**EXERCISE AIM**. Look for the line containing "hey so can you find the rock" in the entries below, then print that line and all that follow it exactly.

───

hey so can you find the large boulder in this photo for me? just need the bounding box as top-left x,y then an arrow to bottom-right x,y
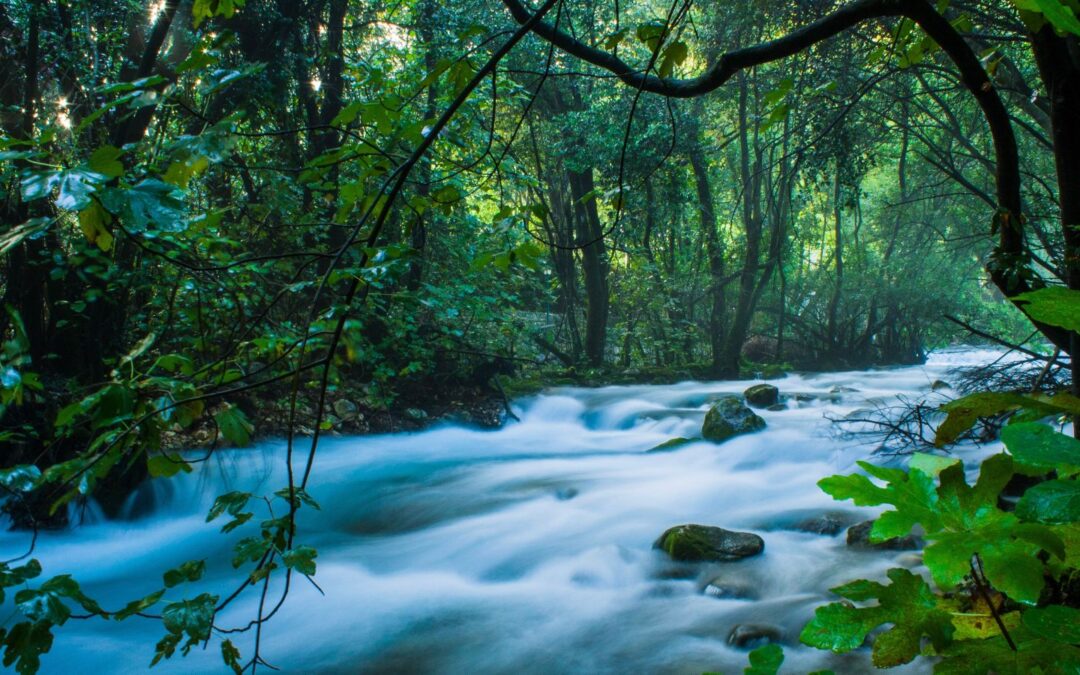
743,384 -> 779,408
654,524 -> 764,562
702,396 -> 766,442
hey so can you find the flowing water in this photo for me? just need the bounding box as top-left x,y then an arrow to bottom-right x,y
2,349 -> 1015,674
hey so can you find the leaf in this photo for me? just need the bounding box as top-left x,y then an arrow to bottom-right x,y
800,568 -> 954,667
1,621 -> 54,675
744,643 -> 783,674
658,40 -> 688,78
78,200 -> 114,252
221,639 -> 243,674
1002,422 -> 1080,473
1016,479 -> 1080,524
1032,0 -> 1080,36
282,546 -> 317,576
163,560 -> 205,588
113,589 -> 165,620
21,169 -> 107,211
214,405 -> 253,446
160,593 -> 218,656
207,491 -> 252,522
635,21 -> 666,52
98,179 -> 186,233
1022,605 -> 1080,643
88,145 -> 124,179
147,454 -> 192,479
935,392 -> 1033,446
1012,287 -> 1080,333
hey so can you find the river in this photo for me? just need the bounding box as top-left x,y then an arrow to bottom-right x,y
1,349 -> 1012,673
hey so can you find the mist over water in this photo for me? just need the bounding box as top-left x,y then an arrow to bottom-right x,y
2,349 -> 1015,673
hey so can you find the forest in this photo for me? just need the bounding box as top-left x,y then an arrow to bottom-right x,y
1,0 -> 1080,672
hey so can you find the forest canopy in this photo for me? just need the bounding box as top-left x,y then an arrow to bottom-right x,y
1,0 -> 1080,671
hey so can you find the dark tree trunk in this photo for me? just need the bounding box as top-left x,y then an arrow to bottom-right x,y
568,169 -> 609,366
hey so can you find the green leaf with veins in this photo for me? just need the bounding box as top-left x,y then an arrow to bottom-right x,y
1016,480 -> 1080,524
1002,422 -> 1080,474
800,568 -> 954,667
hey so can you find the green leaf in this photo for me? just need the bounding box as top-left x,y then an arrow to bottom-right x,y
1016,479 -> 1080,524
935,392 -> 1032,446
221,639 -> 243,674
1023,605 -> 1080,643
163,560 -> 205,588
658,40 -> 688,78
800,568 -> 954,667
635,21 -> 666,52
1003,422 -> 1080,473
147,454 -> 192,479
98,179 -> 186,232
114,589 -> 165,620
161,593 -> 218,656
1032,0 -> 1080,36
1,621 -> 54,675
21,169 -> 107,211
207,491 -> 253,522
214,405 -> 253,446
1012,287 -> 1080,333
88,145 -> 124,179
282,546 -> 317,576
744,643 -> 783,674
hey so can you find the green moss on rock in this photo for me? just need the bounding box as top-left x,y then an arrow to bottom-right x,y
702,396 -> 766,442
654,524 -> 764,562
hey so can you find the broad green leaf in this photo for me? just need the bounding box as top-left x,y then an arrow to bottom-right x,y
1012,287 -> 1080,333
1032,0 -> 1080,35
800,568 -> 953,667
282,546 -> 317,576
214,405 -> 253,446
88,145 -> 123,179
744,643 -> 783,674
1002,422 -> 1080,473
160,593 -> 218,656
935,392 -> 1031,446
98,179 -> 186,232
1016,479 -> 1080,524
147,454 -> 192,479
1022,604 -> 1080,643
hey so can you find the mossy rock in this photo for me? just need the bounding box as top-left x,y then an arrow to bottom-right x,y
654,524 -> 764,562
743,383 -> 779,408
646,437 -> 694,453
702,396 -> 766,442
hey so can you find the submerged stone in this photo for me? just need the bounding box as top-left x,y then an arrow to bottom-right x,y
654,524 -> 764,562
727,624 -> 782,649
647,437 -> 694,453
846,519 -> 921,550
743,383 -> 779,408
702,397 -> 766,442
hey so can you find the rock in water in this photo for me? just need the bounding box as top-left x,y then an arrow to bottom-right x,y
727,624 -> 782,649
654,524 -> 764,562
743,384 -> 779,408
846,519 -> 921,550
702,396 -> 766,442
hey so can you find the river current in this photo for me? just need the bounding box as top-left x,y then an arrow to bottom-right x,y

───

**SOLVED PROBLEM**.
hey so can you find the rock in water in this photo for me? just need the bounding box as top-left x,y then an arrow to bottom-right x,y
727,624 -> 782,649
654,524 -> 764,562
743,384 -> 779,408
846,519 -> 921,550
702,396 -> 766,442
hey so can you find the river current in this photo for me? just need the bounding box as top-left x,y then an arrow to bottom-right x,y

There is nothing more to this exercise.